Starting with the line that contains "Could you mark every instance of the purple flower" and going on through the end of the records, write those lines out again with the requests included, shifting every x and y coordinate in the answers up by 108. Leave the pictures out.

Start

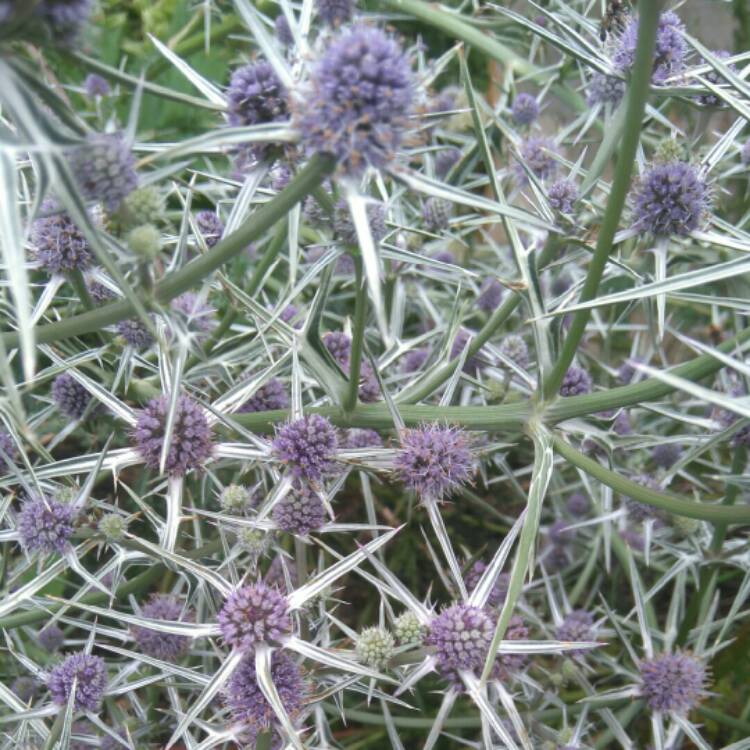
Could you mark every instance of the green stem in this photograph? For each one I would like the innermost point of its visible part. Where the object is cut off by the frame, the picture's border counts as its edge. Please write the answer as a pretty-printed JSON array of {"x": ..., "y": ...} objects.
[
  {"x": 638, "y": 92},
  {"x": 173, "y": 285},
  {"x": 435, "y": 379},
  {"x": 716, "y": 514},
  {"x": 358, "y": 334}
]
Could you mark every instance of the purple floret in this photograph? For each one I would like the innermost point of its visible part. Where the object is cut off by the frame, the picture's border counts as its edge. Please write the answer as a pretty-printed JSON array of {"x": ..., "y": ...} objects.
[
  {"x": 271, "y": 395},
  {"x": 160, "y": 645},
  {"x": 59, "y": 245},
  {"x": 434, "y": 461},
  {"x": 191, "y": 444},
  {"x": 576, "y": 382},
  {"x": 254, "y": 614},
  {"x": 300, "y": 512},
  {"x": 70, "y": 396},
  {"x": 358, "y": 101},
  {"x": 525, "y": 109},
  {"x": 670, "y": 199},
  {"x": 248, "y": 705},
  {"x": 89, "y": 673},
  {"x": 672, "y": 682},
  {"x": 308, "y": 445}
]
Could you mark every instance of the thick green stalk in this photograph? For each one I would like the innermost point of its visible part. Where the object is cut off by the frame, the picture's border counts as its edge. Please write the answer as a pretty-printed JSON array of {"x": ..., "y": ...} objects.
[
  {"x": 647, "y": 390},
  {"x": 715, "y": 514},
  {"x": 638, "y": 90},
  {"x": 358, "y": 334},
  {"x": 317, "y": 169},
  {"x": 430, "y": 384}
]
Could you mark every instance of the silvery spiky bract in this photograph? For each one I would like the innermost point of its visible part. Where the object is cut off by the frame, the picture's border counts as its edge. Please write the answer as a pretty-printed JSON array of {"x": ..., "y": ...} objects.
[
  {"x": 45, "y": 524},
  {"x": 358, "y": 99},
  {"x": 104, "y": 168},
  {"x": 253, "y": 615},
  {"x": 434, "y": 461},
  {"x": 190, "y": 445},
  {"x": 80, "y": 672}
]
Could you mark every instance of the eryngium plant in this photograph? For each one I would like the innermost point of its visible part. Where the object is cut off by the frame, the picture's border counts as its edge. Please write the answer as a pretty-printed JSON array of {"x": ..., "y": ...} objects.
[{"x": 373, "y": 376}]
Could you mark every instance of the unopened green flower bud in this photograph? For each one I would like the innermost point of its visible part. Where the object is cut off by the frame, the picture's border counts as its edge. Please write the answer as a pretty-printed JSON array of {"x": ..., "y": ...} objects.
[
  {"x": 375, "y": 647},
  {"x": 144, "y": 241},
  {"x": 408, "y": 629},
  {"x": 113, "y": 526}
]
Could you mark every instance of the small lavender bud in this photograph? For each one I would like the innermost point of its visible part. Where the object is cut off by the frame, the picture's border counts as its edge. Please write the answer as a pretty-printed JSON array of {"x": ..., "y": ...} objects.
[
  {"x": 672, "y": 682},
  {"x": 408, "y": 629},
  {"x": 144, "y": 242},
  {"x": 525, "y": 109},
  {"x": 113, "y": 526},
  {"x": 576, "y": 382},
  {"x": 235, "y": 498},
  {"x": 434, "y": 461},
  {"x": 88, "y": 674},
  {"x": 375, "y": 647}
]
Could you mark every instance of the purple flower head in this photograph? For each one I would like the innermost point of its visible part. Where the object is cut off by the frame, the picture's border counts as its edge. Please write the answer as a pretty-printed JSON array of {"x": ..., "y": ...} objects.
[
  {"x": 70, "y": 397},
  {"x": 50, "y": 638},
  {"x": 414, "y": 359},
  {"x": 254, "y": 614},
  {"x": 714, "y": 77},
  {"x": 604, "y": 89},
  {"x": 670, "y": 199},
  {"x": 339, "y": 345},
  {"x": 471, "y": 364},
  {"x": 576, "y": 626},
  {"x": 199, "y": 317},
  {"x": 135, "y": 333},
  {"x": 164, "y": 646},
  {"x": 666, "y": 455},
  {"x": 436, "y": 214},
  {"x": 300, "y": 512},
  {"x": 434, "y": 461},
  {"x": 89, "y": 673},
  {"x": 362, "y": 438},
  {"x": 283, "y": 31},
  {"x": 308, "y": 445},
  {"x": 672, "y": 682},
  {"x": 343, "y": 226},
  {"x": 25, "y": 688},
  {"x": 461, "y": 636},
  {"x": 104, "y": 168},
  {"x": 562, "y": 196},
  {"x": 576, "y": 382},
  {"x": 578, "y": 504},
  {"x": 334, "y": 12},
  {"x": 255, "y": 95},
  {"x": 7, "y": 449},
  {"x": 525, "y": 109},
  {"x": 515, "y": 349},
  {"x": 538, "y": 156},
  {"x": 64, "y": 18},
  {"x": 358, "y": 100},
  {"x": 669, "y": 53},
  {"x": 445, "y": 160},
  {"x": 559, "y": 533},
  {"x": 95, "y": 85},
  {"x": 59, "y": 245},
  {"x": 246, "y": 701},
  {"x": 210, "y": 227},
  {"x": 499, "y": 590},
  {"x": 191, "y": 442},
  {"x": 271, "y": 395},
  {"x": 490, "y": 295}
]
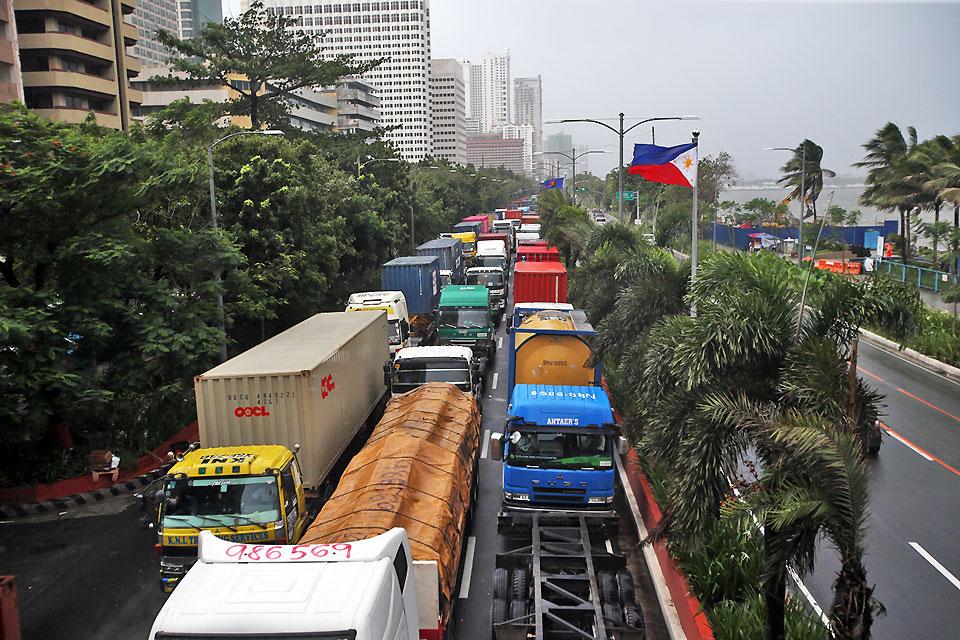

End

**Solution for this task**
Could you mark every instance of the purple flower head in this photograph? For each one I would like the innermost point of its visible part. Where the object is cut off by the frame, the picture's border counts as its edge. Please write the answer as a pretty-printed JSON array of {"x": ..., "y": ...} objects.
[
  {"x": 178, "y": 505},
  {"x": 158, "y": 746},
  {"x": 522, "y": 467},
  {"x": 362, "y": 722},
  {"x": 822, "y": 185},
  {"x": 712, "y": 197},
  {"x": 778, "y": 307},
  {"x": 447, "y": 453},
  {"x": 579, "y": 472},
  {"x": 684, "y": 734},
  {"x": 307, "y": 425},
  {"x": 243, "y": 441},
  {"x": 272, "y": 754},
  {"x": 774, "y": 563},
  {"x": 544, "y": 322},
  {"x": 408, "y": 620},
  {"x": 542, "y": 569},
  {"x": 197, "y": 781},
  {"x": 470, "y": 546},
  {"x": 391, "y": 139},
  {"x": 416, "y": 553},
  {"x": 780, "y": 790},
  {"x": 451, "y": 334},
  {"x": 133, "y": 796},
  {"x": 569, "y": 744},
  {"x": 212, "y": 276},
  {"x": 670, "y": 304},
  {"x": 684, "y": 490},
  {"x": 686, "y": 612},
  {"x": 442, "y": 120},
  {"x": 363, "y": 203},
  {"x": 115, "y": 557},
  {"x": 633, "y": 217},
  {"x": 623, "y": 457},
  {"x": 646, "y": 264},
  {"x": 172, "y": 126},
  {"x": 466, "y": 208},
  {"x": 777, "y": 161},
  {"x": 553, "y": 268},
  {"x": 667, "y": 641},
  {"x": 203, "y": 193},
  {"x": 167, "y": 353},
  {"x": 354, "y": 809},
  {"x": 318, "y": 335},
  {"x": 607, "y": 698},
  {"x": 299, "y": 550},
  {"x": 379, "y": 503},
  {"x": 598, "y": 403}
]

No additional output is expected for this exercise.